_Task_:
Retype the records exactly.

[Referring expression grounding data]
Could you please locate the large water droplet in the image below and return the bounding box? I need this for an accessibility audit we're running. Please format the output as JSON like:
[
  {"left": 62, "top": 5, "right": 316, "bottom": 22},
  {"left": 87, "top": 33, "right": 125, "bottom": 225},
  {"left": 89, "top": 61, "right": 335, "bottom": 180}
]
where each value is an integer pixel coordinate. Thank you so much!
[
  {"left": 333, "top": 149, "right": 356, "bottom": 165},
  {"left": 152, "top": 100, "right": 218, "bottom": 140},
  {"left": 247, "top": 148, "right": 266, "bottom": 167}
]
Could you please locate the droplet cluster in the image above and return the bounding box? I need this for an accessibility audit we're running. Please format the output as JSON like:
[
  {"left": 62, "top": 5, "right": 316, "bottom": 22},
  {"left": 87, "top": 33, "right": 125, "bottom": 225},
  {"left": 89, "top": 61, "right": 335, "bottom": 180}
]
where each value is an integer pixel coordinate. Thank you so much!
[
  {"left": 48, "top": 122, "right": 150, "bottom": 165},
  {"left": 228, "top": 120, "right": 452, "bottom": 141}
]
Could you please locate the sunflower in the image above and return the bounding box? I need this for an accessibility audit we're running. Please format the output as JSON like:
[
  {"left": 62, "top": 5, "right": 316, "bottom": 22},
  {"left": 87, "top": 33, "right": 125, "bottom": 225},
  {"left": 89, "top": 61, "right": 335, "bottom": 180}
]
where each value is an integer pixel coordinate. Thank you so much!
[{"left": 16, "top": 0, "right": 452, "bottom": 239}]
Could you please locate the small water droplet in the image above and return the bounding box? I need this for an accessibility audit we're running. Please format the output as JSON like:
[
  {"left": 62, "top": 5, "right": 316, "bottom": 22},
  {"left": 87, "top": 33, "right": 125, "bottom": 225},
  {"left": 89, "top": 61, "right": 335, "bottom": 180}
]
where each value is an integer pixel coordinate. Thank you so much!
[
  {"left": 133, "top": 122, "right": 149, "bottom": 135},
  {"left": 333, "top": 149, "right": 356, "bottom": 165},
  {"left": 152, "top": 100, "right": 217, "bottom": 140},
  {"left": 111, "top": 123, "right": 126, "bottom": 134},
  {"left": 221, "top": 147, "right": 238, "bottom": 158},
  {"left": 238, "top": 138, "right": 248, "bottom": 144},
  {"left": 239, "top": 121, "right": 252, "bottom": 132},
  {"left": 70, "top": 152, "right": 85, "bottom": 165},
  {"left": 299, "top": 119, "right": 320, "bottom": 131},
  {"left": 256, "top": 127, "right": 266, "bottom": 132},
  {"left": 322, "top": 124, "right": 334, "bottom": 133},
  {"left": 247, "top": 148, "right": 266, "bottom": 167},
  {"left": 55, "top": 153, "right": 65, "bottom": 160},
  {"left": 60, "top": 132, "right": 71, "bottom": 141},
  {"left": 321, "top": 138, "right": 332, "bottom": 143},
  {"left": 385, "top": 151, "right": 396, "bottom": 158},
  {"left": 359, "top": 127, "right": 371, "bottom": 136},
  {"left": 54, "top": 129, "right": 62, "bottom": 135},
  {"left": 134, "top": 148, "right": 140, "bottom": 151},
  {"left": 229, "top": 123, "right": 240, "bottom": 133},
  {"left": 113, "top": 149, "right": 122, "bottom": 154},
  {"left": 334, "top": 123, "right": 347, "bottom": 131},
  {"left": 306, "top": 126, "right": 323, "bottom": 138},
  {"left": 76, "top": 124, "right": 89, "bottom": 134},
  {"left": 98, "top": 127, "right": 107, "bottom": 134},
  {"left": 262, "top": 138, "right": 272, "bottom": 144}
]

_Result for this exercise_:
Could you please locate the large water droplet in the image below and return the bounding box? I need this for an accessibility audit we're running. Please format the output as JSON like:
[
  {"left": 62, "top": 5, "right": 316, "bottom": 22},
  {"left": 87, "top": 33, "right": 125, "bottom": 225},
  {"left": 89, "top": 61, "right": 335, "bottom": 180}
]
where each value is an integer pixel coordinate. Thank you so much!
[
  {"left": 333, "top": 149, "right": 356, "bottom": 165},
  {"left": 152, "top": 100, "right": 218, "bottom": 140},
  {"left": 247, "top": 148, "right": 266, "bottom": 167}
]
Could you please locate the droplet cluster in the image above and return the bounding box? I need this for an accessibility audit we're running. Please format the output as JSON like:
[
  {"left": 62, "top": 5, "right": 316, "bottom": 22},
  {"left": 87, "top": 33, "right": 125, "bottom": 225},
  {"left": 89, "top": 61, "right": 335, "bottom": 180}
]
where each value is an integer pixel coordinate. Thank you so much!
[
  {"left": 48, "top": 122, "right": 150, "bottom": 165},
  {"left": 228, "top": 120, "right": 452, "bottom": 141}
]
Could you please locate the sunflower in the image above and return the bounding box? I need this for an accessibility audit we're running. Please format the output as JSON like:
[
  {"left": 62, "top": 5, "right": 316, "bottom": 22},
  {"left": 87, "top": 33, "right": 125, "bottom": 225},
  {"left": 89, "top": 61, "right": 335, "bottom": 180}
]
where each value is an integer pixel coordinate. Thank you so much!
[{"left": 16, "top": 0, "right": 452, "bottom": 239}]
Could you please locate the small water droplet in the image above and return the bounding box? I need this for an accessibility audit we're running. Please format the output as JSON like:
[
  {"left": 62, "top": 5, "right": 316, "bottom": 22},
  {"left": 87, "top": 33, "right": 125, "bottom": 225},
  {"left": 89, "top": 61, "right": 335, "bottom": 180}
]
where each value is an integer pixel coordinate. Thank you so much!
[
  {"left": 133, "top": 122, "right": 149, "bottom": 135},
  {"left": 333, "top": 149, "right": 356, "bottom": 165},
  {"left": 152, "top": 100, "right": 217, "bottom": 140},
  {"left": 111, "top": 123, "right": 126, "bottom": 134},
  {"left": 221, "top": 147, "right": 238, "bottom": 158},
  {"left": 238, "top": 138, "right": 248, "bottom": 144},
  {"left": 239, "top": 121, "right": 252, "bottom": 132},
  {"left": 70, "top": 152, "right": 85, "bottom": 165},
  {"left": 299, "top": 119, "right": 320, "bottom": 131},
  {"left": 256, "top": 127, "right": 266, "bottom": 132},
  {"left": 322, "top": 124, "right": 334, "bottom": 133},
  {"left": 247, "top": 148, "right": 266, "bottom": 167},
  {"left": 55, "top": 153, "right": 65, "bottom": 160},
  {"left": 60, "top": 132, "right": 71, "bottom": 141},
  {"left": 321, "top": 138, "right": 332, "bottom": 143},
  {"left": 385, "top": 151, "right": 396, "bottom": 158},
  {"left": 359, "top": 127, "right": 371, "bottom": 136},
  {"left": 54, "top": 129, "right": 62, "bottom": 135},
  {"left": 134, "top": 148, "right": 140, "bottom": 151},
  {"left": 229, "top": 123, "right": 240, "bottom": 133},
  {"left": 113, "top": 149, "right": 122, "bottom": 154},
  {"left": 334, "top": 123, "right": 347, "bottom": 131},
  {"left": 306, "top": 126, "right": 323, "bottom": 138},
  {"left": 76, "top": 124, "right": 89, "bottom": 134},
  {"left": 98, "top": 127, "right": 107, "bottom": 134},
  {"left": 262, "top": 138, "right": 272, "bottom": 144}
]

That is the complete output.